ROCKVILLE, Md. — The dying woman looked up at her physician. "What do you believe?"
The question unsettled Dr. Francis Collins. For days, he had watched the elderly woman serenely endure the pain of a failing heart, certain she was leaving this world for a better one. She talked to him often of her faith. He listened with bemusement.
He was a man of science; he had earned a PhD in physical chemistry at Yale and was completing his medical degree with bedside training at a North Carolina hospital. When his patients talked of God, he pitied them.
Yet confronted with the woman's earnest question, Collins felt not superior, but oddly ashamed. After 30 years, he still remembers how he flushed as he stammered: "I'm not really sure."
The patient died soon after. And Collins embarked on a journey of exploration that took him to the White House to discuss his landmark map of human DNA with President Clinton -- and to a lonely mountain meadow, where he dropped to his knees one bright morning and surrendered himself to Jesus Christ.
A scientist and a believer. A born-again Christian and director of the National Human Genome Research Institute, a federal project with 550 employees, a $480 million annual budget and a mandate to explore every twist of the DNA that makes us who we are. The synthesis has brought Collins much joy and intellectual satisfaction. But he's frustrated, too, that he's perceived as such an oddity.
In his new book, "The Language of God: A Scientist Presents Evidence for Belief," Collins expresses his dismay at what he calls "the chasm between science and faith."
Evolution versus intelligent design. Darwin versus God. Embryonic stem-cell research versus the sanctity of human life.
"We act as though there's a battle going on," Collins said. "An irreconcilable conflict."
He feels no such conflict. He believes in evolution and in the resurrection. He wears a silver ring with a raised cross and works at a dining-room table painted with the double-helix of DNA.
Tall and trim, with gray hair; blue eyes; a relaxed, self-effacing manner; and just the barest hint of a Southern twang, Collins, 56, has set himself up as an emissary between two clashing worldviews.
He urges his fellow scientists to give up the arrogant assumption that the only questions worth asking are those science can answer. He entreats his fellow believers to recognize it's not blasphemous to learn about the world.
One day last summer, in the basement office of his suburban home here, Collins dictated this manifesto into a tape recorder: "Science is not threatened by God; it is enhanced. God is most certainly not threatened by science; He made it all possible." It became the central thesis of his book -- with this addendum: "Abandon the battlements."
This plea for a truce encourages some veterans of the culture wars.

- _EXERCISES_
A) Rewrite the article about Francis Collins from "The question unsettled" to "he pitied them.", replacing "bemusement" with "skepticism".
B) According to the article about Francis Collins, what is the annual budget of the National Human Genome Research Institute?
C) Continue the article about Francis Collins from its last sentence.

- _THE DATA_
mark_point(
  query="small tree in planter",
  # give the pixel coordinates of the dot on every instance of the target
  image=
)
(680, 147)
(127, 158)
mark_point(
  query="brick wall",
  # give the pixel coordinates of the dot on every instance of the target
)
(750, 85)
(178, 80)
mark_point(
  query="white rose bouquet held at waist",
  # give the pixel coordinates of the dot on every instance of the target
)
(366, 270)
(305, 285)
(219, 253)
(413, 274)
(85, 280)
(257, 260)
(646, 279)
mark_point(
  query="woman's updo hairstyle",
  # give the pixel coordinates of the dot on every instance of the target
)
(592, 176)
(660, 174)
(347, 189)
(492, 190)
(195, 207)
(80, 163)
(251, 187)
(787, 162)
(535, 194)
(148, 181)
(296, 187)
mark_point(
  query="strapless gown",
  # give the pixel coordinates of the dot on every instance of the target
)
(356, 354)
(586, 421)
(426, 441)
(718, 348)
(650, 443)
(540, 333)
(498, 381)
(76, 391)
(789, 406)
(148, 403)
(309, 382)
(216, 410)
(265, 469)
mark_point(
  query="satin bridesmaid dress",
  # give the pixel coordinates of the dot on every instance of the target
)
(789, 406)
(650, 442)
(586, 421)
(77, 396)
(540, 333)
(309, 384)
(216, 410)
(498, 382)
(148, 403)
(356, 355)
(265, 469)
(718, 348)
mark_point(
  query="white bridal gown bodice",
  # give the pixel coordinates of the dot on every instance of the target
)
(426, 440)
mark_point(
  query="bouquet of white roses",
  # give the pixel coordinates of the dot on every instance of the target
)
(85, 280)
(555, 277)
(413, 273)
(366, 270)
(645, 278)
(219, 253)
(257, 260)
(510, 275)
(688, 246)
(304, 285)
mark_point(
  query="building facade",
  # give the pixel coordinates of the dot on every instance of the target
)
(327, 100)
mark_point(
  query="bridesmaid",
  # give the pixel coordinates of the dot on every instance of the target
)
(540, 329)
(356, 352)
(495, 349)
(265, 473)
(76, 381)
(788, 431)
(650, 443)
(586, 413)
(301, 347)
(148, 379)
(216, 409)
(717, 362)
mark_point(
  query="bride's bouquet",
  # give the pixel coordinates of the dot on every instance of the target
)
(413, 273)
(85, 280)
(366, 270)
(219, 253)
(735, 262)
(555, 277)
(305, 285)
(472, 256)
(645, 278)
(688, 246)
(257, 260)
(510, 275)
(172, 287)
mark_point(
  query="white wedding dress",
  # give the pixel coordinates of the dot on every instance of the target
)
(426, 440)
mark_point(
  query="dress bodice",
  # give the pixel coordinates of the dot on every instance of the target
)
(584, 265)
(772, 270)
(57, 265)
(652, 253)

- _RESULTS BY TASK_
A)
The question unsettled Dr. Francis Collins. For days, he had watched the elderly woman serenely endure the pain of a failing heart, certain she was leaving this world for a better one. She talked to him often of her faith. He listened with skepticism.
He was a man of science; he had earned a PhD in physical chemistry at Yale and was completing his medical degree with bedside training at a North Carolina hospital. When his patients talked of God, he pitied them.

B) $480 million.

C)
Polls routinely show that about half of all Americans believe God created man, fully formed, within the last 10,000 years, as the Bible recounts. The vast majority of scientists find that ludicrous, but their account of man evolving from primordial muck does not resonate broadly, especially with Christians who believe in a personal God, deeply concerned about each human life.
Collins, some hope, might bridge this gap by reassuring Christians that they can buy evolution without selling out their faith. Eugenie C. Scott, director of the National Center for Science Education, called Collins' book "extremely important ... particularly because it was written from a conservative Christian view. This is not some Unitarian speaking."
Some Christians accuse Collins of denying the foundation of faith when he calls the Biblical creation account an allegory.
"Not accepting the history in Genesis undermines the entire gospel," said Ken Ham, president of a ministry called Answers in Genesis, which promotes creationism. "The Bible says from dust we come and to dust we return. We don't return to an ape-man when we die."
From the other camp, some scientists ridicule Collins' effort to find a place for God in the scientific framework.
"I could just as well say that there are 70 pink elephants revolving around the Earth," said Herbert A. Hauptman, a Nobel laureate in chemistry. Science and faith "are simply incompatible," he added. "There's no getting around it."
Collins took a roundabout route to the intersection of faith and science.
His parents both had graduate degrees from Yale but chose to live in the mountains of Virginia on a scruffy farm with no running water. His father traveled the rural South to record and preserve old folk songs; his mother home-schooled their four sons except when a creative fever gripped her and she shut herself in her room for a week at a time, writing plays.
As a boy, Collins attended an Episcopal church -- under orders from his parents to ignore any mumbo-jumbo about God. He was there, they explained, strictly to learn to read music in the choir.